◆ RECORDS FOR THIS TASK ◆
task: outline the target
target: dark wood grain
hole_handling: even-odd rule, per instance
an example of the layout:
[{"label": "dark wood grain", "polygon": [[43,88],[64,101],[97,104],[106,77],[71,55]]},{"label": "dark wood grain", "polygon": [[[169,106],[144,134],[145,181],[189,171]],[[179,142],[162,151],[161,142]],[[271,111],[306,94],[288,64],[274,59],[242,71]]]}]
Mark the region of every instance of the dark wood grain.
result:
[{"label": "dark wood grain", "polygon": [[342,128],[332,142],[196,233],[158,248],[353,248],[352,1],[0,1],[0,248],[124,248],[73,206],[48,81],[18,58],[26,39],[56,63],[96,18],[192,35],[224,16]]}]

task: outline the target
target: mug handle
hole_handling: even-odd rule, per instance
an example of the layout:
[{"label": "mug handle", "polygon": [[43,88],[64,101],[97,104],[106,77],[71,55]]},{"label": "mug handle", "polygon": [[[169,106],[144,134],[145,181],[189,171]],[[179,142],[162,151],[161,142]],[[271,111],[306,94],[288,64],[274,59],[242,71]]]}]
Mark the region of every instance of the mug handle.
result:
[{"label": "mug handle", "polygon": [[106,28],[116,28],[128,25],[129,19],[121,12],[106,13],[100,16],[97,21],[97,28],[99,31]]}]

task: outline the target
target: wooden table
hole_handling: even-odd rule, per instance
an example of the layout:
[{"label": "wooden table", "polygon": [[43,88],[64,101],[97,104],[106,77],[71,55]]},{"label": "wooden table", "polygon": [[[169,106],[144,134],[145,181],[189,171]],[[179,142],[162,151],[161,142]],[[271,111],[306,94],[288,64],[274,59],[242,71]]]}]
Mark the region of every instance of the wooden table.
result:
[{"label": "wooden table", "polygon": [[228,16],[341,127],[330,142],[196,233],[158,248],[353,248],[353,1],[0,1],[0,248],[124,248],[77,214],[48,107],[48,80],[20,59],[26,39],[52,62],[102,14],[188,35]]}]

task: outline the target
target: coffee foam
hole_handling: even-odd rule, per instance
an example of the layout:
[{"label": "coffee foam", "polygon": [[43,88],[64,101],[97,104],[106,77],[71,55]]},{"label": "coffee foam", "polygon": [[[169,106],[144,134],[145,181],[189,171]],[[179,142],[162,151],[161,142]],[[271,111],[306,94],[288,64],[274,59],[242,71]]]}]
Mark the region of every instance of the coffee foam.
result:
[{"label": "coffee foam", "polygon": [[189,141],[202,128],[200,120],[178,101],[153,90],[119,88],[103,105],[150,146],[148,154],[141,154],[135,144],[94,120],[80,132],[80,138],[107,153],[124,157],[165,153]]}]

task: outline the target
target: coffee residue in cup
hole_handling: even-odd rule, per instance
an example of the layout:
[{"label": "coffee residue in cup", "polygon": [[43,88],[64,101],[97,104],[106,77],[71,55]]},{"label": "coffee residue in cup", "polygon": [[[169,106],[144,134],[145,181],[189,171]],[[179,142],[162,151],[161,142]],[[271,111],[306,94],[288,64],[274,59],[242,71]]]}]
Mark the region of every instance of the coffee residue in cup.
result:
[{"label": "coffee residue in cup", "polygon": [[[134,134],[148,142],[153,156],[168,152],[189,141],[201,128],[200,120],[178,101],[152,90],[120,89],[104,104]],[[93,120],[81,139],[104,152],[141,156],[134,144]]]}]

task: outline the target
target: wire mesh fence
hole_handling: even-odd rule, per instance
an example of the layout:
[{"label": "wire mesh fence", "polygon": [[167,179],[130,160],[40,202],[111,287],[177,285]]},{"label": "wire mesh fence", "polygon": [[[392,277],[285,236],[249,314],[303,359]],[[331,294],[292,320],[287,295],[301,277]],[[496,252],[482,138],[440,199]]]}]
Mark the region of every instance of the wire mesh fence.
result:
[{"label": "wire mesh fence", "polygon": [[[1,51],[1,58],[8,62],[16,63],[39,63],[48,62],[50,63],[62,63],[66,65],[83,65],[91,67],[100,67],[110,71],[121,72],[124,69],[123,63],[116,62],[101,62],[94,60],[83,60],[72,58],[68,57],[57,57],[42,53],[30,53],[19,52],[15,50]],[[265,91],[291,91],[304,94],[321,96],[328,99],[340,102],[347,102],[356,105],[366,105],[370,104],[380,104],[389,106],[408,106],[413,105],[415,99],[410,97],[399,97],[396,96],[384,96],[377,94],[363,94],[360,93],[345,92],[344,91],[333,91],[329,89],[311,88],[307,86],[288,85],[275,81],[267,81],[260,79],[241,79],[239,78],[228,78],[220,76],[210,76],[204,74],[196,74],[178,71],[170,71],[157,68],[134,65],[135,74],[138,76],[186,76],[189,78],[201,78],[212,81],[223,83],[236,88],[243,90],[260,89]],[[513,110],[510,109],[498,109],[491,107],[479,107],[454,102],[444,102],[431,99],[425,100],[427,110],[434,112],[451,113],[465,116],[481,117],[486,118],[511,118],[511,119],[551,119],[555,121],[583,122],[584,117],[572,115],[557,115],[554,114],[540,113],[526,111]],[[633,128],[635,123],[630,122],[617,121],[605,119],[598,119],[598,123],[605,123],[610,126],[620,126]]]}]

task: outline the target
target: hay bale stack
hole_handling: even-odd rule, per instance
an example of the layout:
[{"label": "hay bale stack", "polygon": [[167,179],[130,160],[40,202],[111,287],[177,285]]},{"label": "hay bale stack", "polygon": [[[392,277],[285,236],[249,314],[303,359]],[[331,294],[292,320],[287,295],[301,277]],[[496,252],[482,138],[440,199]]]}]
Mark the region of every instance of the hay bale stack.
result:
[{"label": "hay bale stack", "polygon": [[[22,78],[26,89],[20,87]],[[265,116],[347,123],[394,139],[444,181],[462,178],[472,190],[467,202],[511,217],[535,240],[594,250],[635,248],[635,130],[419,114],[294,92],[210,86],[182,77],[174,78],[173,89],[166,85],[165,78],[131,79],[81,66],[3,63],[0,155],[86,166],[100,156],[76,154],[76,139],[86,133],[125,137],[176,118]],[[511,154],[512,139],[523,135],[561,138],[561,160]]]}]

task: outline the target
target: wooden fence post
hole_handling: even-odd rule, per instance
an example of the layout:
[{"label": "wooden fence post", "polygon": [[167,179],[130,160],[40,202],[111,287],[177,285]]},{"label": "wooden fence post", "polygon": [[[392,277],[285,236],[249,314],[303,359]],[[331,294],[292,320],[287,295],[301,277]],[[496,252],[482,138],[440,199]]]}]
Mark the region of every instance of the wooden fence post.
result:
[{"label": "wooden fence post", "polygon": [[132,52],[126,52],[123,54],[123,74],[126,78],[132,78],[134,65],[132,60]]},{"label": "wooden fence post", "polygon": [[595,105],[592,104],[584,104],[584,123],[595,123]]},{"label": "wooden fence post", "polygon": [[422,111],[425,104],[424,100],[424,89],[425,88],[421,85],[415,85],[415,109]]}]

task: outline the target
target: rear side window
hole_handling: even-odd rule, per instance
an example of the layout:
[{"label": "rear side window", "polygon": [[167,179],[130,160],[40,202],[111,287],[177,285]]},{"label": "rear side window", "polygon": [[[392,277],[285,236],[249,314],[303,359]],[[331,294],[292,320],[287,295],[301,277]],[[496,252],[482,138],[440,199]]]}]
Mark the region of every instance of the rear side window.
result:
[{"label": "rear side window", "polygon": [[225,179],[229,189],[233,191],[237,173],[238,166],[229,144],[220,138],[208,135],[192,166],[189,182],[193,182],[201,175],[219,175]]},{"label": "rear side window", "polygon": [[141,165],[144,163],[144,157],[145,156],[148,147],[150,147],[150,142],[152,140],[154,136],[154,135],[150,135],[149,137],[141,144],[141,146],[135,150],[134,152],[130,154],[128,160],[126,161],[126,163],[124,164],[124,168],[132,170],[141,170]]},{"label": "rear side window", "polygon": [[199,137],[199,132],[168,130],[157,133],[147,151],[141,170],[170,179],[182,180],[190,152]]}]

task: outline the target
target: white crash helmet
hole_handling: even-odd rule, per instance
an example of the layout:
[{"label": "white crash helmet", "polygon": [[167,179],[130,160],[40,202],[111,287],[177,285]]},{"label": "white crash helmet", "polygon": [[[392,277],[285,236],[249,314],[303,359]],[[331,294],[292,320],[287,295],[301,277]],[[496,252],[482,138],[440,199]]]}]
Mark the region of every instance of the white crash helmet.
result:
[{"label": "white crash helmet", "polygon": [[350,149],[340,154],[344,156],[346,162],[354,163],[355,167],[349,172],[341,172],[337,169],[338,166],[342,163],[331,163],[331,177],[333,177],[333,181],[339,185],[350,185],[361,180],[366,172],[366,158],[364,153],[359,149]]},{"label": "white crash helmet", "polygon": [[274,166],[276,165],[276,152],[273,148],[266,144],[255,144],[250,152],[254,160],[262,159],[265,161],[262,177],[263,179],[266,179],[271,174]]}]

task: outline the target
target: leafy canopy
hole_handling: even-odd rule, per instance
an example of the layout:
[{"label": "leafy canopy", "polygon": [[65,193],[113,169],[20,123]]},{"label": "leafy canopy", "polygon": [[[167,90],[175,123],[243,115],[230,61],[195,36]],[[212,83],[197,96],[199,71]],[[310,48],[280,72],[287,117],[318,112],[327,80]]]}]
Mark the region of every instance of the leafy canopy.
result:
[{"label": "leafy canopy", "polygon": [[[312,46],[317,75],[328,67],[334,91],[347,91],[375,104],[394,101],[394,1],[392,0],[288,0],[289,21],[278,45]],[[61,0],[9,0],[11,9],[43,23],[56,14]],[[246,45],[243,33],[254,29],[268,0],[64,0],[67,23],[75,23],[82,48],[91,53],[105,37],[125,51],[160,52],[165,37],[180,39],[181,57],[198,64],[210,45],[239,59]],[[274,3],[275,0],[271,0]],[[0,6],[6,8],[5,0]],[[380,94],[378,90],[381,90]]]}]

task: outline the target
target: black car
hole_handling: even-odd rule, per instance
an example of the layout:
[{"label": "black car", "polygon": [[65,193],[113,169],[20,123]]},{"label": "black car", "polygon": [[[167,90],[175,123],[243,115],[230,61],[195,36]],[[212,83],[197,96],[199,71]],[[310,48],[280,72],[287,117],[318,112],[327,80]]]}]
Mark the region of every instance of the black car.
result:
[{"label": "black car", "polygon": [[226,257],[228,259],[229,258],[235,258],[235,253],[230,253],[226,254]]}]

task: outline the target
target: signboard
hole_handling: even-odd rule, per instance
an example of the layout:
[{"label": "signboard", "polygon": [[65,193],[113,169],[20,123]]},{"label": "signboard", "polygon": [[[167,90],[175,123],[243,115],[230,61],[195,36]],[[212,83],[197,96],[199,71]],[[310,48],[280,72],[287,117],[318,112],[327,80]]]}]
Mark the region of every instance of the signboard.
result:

◆ WHAT THE TASK ASKS ◆
Collect every line above that holds the string "crash" and copy each one out in full.

◆ FULL ANSWER ◆
target: white crash helmet
[{"label": "white crash helmet", "polygon": [[167,179],[130,160],[40,202],[111,287],[177,285]]},{"label": "white crash helmet", "polygon": [[[392,277],[285,236],[249,314],[303,359]],[[331,294],[292,320],[287,295],[301,277]],[[496,252],[482,138],[440,199]]]}]
Mark the region of every instance of the white crash helmet.
[{"label": "white crash helmet", "polygon": [[350,149],[340,154],[344,156],[346,162],[354,163],[355,167],[349,172],[341,172],[337,169],[338,166],[342,163],[331,163],[331,177],[333,177],[333,181],[339,185],[350,185],[361,180],[366,172],[366,158],[364,153],[359,149]]},{"label": "white crash helmet", "polygon": [[274,166],[276,165],[276,152],[273,148],[266,144],[255,144],[250,152],[254,160],[262,159],[265,161],[262,177],[263,179],[266,179],[271,174]]}]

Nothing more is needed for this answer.